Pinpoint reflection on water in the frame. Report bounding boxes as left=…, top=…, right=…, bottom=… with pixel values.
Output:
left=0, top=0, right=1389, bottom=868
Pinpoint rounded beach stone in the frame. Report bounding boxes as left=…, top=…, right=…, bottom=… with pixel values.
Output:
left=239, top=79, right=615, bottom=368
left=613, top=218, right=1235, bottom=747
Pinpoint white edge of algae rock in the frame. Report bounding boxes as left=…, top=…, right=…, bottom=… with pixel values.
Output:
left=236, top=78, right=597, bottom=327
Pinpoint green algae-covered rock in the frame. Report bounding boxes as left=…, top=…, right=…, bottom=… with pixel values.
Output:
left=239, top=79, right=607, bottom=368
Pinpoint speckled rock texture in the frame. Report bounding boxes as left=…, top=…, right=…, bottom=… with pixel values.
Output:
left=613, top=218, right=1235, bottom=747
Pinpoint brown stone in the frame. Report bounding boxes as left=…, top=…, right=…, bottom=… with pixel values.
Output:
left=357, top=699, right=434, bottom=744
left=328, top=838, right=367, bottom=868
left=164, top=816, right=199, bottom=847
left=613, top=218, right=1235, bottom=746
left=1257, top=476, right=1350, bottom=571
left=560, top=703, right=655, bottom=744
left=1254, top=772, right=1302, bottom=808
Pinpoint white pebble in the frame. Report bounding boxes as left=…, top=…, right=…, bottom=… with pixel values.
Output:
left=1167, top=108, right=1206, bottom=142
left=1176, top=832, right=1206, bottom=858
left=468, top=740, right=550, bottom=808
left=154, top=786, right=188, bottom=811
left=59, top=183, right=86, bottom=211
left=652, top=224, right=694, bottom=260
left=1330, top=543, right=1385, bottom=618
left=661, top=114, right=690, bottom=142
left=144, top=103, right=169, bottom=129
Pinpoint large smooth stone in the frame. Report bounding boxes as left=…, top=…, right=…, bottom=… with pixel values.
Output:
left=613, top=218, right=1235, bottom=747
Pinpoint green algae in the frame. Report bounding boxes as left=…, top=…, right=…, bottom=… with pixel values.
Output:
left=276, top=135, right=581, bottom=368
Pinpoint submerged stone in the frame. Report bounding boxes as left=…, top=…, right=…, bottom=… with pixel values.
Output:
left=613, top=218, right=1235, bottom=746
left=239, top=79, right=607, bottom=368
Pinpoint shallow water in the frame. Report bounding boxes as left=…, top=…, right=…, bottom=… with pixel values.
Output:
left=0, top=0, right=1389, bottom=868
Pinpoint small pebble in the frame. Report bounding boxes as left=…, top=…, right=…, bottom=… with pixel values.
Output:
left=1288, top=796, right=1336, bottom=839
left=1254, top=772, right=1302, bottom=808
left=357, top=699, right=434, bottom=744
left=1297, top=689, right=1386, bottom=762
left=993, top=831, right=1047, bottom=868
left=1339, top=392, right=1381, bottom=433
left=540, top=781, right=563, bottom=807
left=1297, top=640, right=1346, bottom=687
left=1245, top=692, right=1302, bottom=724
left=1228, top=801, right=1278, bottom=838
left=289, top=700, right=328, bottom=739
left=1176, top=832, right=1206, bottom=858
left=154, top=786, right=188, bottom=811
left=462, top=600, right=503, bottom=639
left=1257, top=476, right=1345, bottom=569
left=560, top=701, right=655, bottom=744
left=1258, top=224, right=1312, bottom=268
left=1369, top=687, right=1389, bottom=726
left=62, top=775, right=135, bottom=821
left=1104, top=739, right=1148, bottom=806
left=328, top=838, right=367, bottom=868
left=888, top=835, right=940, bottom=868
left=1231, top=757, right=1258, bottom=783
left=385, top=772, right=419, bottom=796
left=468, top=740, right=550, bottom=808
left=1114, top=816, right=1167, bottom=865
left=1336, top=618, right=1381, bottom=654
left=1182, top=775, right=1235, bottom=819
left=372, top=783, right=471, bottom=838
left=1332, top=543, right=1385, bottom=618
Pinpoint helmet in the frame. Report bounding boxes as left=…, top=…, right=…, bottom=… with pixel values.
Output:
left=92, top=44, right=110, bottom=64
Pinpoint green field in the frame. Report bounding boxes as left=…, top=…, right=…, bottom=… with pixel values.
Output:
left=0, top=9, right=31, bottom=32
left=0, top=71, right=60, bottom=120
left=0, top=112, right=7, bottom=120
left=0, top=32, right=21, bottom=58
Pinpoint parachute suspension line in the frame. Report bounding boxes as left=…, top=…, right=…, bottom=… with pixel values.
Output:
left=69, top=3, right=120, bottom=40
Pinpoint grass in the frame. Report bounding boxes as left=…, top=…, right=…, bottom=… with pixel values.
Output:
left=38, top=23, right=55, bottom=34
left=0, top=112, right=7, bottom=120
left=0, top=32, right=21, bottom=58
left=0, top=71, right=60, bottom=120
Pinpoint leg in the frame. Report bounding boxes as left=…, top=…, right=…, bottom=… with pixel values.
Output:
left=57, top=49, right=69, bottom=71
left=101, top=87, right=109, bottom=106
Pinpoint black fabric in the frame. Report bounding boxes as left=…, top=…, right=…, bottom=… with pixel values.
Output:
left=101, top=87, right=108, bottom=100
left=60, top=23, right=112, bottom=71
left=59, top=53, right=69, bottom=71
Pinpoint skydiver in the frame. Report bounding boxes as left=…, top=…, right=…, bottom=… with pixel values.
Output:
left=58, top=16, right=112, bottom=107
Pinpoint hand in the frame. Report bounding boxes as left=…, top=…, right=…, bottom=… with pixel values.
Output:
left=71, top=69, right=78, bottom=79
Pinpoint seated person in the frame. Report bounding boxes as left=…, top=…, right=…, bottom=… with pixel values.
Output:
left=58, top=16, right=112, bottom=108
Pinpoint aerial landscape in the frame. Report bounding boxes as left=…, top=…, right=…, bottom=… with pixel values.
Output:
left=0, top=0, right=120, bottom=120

══════

**What this task involves:** Convert all of the entries above into a Markdown table with two columns, n for the row number and Line for the text of each line, and omit any blank lines.

**Exercise answer:**
| n | Line |
|---|---|
| 1 | Pinpoint reflection on water in the frame. Report bounding boxes as left=…, top=…, right=…, bottom=… with pixel values. |
| 2 | Output: |
| 3 | left=0, top=0, right=1389, bottom=868 |
| 4 | Pinpoint rounded beach stone in the frame. Report bounding boxes as left=…, top=…, right=…, bottom=… with pixel values. |
| 5 | Output: |
| 6 | left=239, top=79, right=615, bottom=368 |
| 7 | left=613, top=218, right=1235, bottom=747 |
| 8 | Pinpoint white edge of algae rock in the frame. Report bounding boxes as left=…, top=…, right=…, bottom=… with pixel values. |
| 9 | Output: |
| 10 | left=236, top=78, right=597, bottom=327 |
| 11 | Pinpoint green algae-covered rock in the frame. Report bounding boxes as left=…, top=…, right=…, bottom=… with pixel values. |
| 12 | Output: |
| 13 | left=239, top=79, right=607, bottom=368 |
| 14 | Pinpoint speckled rock texture in the frame. Report bounding boxes as left=…, top=…, right=…, bottom=… with pixel values. |
| 15 | Output: |
| 16 | left=613, top=218, right=1235, bottom=747 |
| 17 | Pinpoint brown stone in the frame. Report bounding boxes as left=…, top=…, right=…, bottom=… with pixel values. |
| 18 | Output: |
| 19 | left=357, top=699, right=434, bottom=744 |
| 20 | left=328, top=838, right=367, bottom=868 |
| 21 | left=164, top=816, right=199, bottom=847 |
| 22 | left=613, top=218, right=1235, bottom=746 |
| 23 | left=1257, top=476, right=1350, bottom=571 |
| 24 | left=560, top=703, right=655, bottom=744 |
| 25 | left=1254, top=772, right=1302, bottom=808 |
| 26 | Pinpoint white pebble in the frame. Report bounding boxes as left=…, top=…, right=…, bottom=… with pixel values. |
| 27 | Output: |
| 28 | left=1167, top=108, right=1206, bottom=142 |
| 29 | left=1176, top=832, right=1206, bottom=858 |
| 30 | left=468, top=740, right=550, bottom=808 |
| 31 | left=154, top=786, right=188, bottom=811 |
| 32 | left=59, top=183, right=86, bottom=211 |
| 33 | left=652, top=224, right=694, bottom=260 |
| 34 | left=1330, top=543, right=1385, bottom=618 |
| 35 | left=661, top=114, right=690, bottom=142 |
| 36 | left=144, top=103, right=169, bottom=129 |
| 37 | Pinpoint large smooth stone in the frame. Report bounding boxes as left=…, top=…, right=…, bottom=… with pixel values. |
| 38 | Output: |
| 39 | left=613, top=218, right=1235, bottom=747 |
| 40 | Pinpoint green algae in the frame. Report bounding boxes as left=…, top=…, right=…, bottom=… with pixel values. |
| 41 | Output: |
| 42 | left=276, top=135, right=581, bottom=368 |
| 43 | Pinpoint submerged stone in the frame. Report bounding boxes as left=…, top=…, right=…, bottom=… with pixel values. |
| 44 | Output: |
| 45 | left=613, top=218, right=1235, bottom=746 |
| 46 | left=239, top=79, right=607, bottom=368 |
| 47 | Pinpoint shallow water in the frame. Report bounding boxes as left=…, top=…, right=…, bottom=… with pixel values. |
| 48 | Output: |
| 49 | left=0, top=0, right=1389, bottom=868 |
| 50 | Pinpoint small pebble in the frame. Report bounding boxes as left=…, top=…, right=…, bottom=… with pixel values. |
| 51 | Output: |
| 52 | left=1288, top=796, right=1336, bottom=839 |
| 53 | left=1254, top=772, right=1302, bottom=808 |
| 54 | left=357, top=699, right=434, bottom=744 |
| 55 | left=1297, top=689, right=1386, bottom=762 |
| 56 | left=993, top=831, right=1047, bottom=868 |
| 57 | left=1339, top=392, right=1381, bottom=433 |
| 58 | left=540, top=781, right=563, bottom=807 |
| 59 | left=1297, top=640, right=1346, bottom=687 |
| 60 | left=1245, top=692, right=1302, bottom=724 |
| 61 | left=1228, top=801, right=1278, bottom=838 |
| 62 | left=289, top=700, right=328, bottom=739 |
| 63 | left=1176, top=832, right=1206, bottom=858 |
| 64 | left=154, top=786, right=188, bottom=811 |
| 65 | left=462, top=600, right=503, bottom=639 |
| 66 | left=1257, top=476, right=1345, bottom=569 |
| 67 | left=560, top=701, right=655, bottom=744 |
| 68 | left=1258, top=224, right=1312, bottom=268 |
| 69 | left=1369, top=687, right=1389, bottom=726 |
| 70 | left=62, top=775, right=135, bottom=821 |
| 71 | left=1104, top=739, right=1148, bottom=806 |
| 72 | left=328, top=838, right=367, bottom=868 |
| 73 | left=888, top=835, right=940, bottom=868 |
| 74 | left=1231, top=757, right=1258, bottom=783 |
| 75 | left=385, top=772, right=419, bottom=796 |
| 76 | left=468, top=740, right=550, bottom=808 |
| 77 | left=1114, top=816, right=1167, bottom=865 |
| 78 | left=1336, top=618, right=1381, bottom=654 |
| 79 | left=1182, top=775, right=1235, bottom=819 |
| 80 | left=372, top=783, right=471, bottom=838 |
| 81 | left=1332, top=543, right=1385, bottom=618 |
| 82 | Pinpoint helmet in the frame. Report bounding boxes as left=…, top=…, right=…, bottom=… with pixel values. |
| 83 | Output: |
| 84 | left=92, top=44, right=110, bottom=64 |
| 85 | Pinpoint green field in the frame. Report bounding boxes as left=…, top=…, right=…, bottom=… with pixel values. |
| 86 | Output: |
| 87 | left=0, top=9, right=31, bottom=32 |
| 88 | left=0, top=71, right=60, bottom=120 |
| 89 | left=0, top=112, right=7, bottom=120 |
| 90 | left=0, top=32, right=21, bottom=58 |
| 91 | Pinpoint parachute suspension line in the frame. Report bounding boxes as left=…, top=…, right=…, bottom=… with pixel values. |
| 92 | Output: |
| 93 | left=69, top=3, right=120, bottom=40 |
| 94 | Pinpoint grass in the frame. Report bounding boxes as left=…, top=…, right=…, bottom=… with pixel values. |
| 95 | Output: |
| 96 | left=38, top=23, right=55, bottom=34 |
| 97 | left=0, top=112, right=7, bottom=120 |
| 98 | left=0, top=32, right=21, bottom=58 |
| 99 | left=0, top=71, right=60, bottom=120 |
| 100 | Pinpoint leg in the frame. Report bounding boxes as left=…, top=…, right=…, bottom=… with pixel values. |
| 101 | Output: |
| 102 | left=57, top=49, right=69, bottom=71 |
| 103 | left=101, top=87, right=109, bottom=106 |
| 104 | Pinpoint black fabric in the frame. Report bounding boxes as left=…, top=…, right=…, bottom=… with pixel values. |
| 105 | Output: |
| 106 | left=101, top=87, right=108, bottom=100 |
| 107 | left=60, top=23, right=112, bottom=71 |
| 108 | left=59, top=53, right=69, bottom=71 |
| 109 | Pinpoint skydiver in the frame. Report bounding boxes as left=…, top=…, right=…, bottom=… with pixel values. |
| 110 | Output: |
| 111 | left=58, top=16, right=112, bottom=107 |
| 112 | Pinpoint hand in the frame. Report bounding boxes as left=…, top=…, right=…, bottom=… with pixel values. |
| 113 | Output: |
| 114 | left=71, top=69, right=78, bottom=79 |
| 115 | Pinpoint seated person in the frame. Report bounding boxes as left=…, top=…, right=…, bottom=… with pixel values. |
| 116 | Output: |
| 117 | left=58, top=16, right=112, bottom=108 |
| 118 | Pinpoint aerial landscape in the frame. Report bounding boxes as left=…, top=…, right=…, bottom=… with pixel values. |
| 119 | Output: |
| 120 | left=0, top=0, right=120, bottom=120 |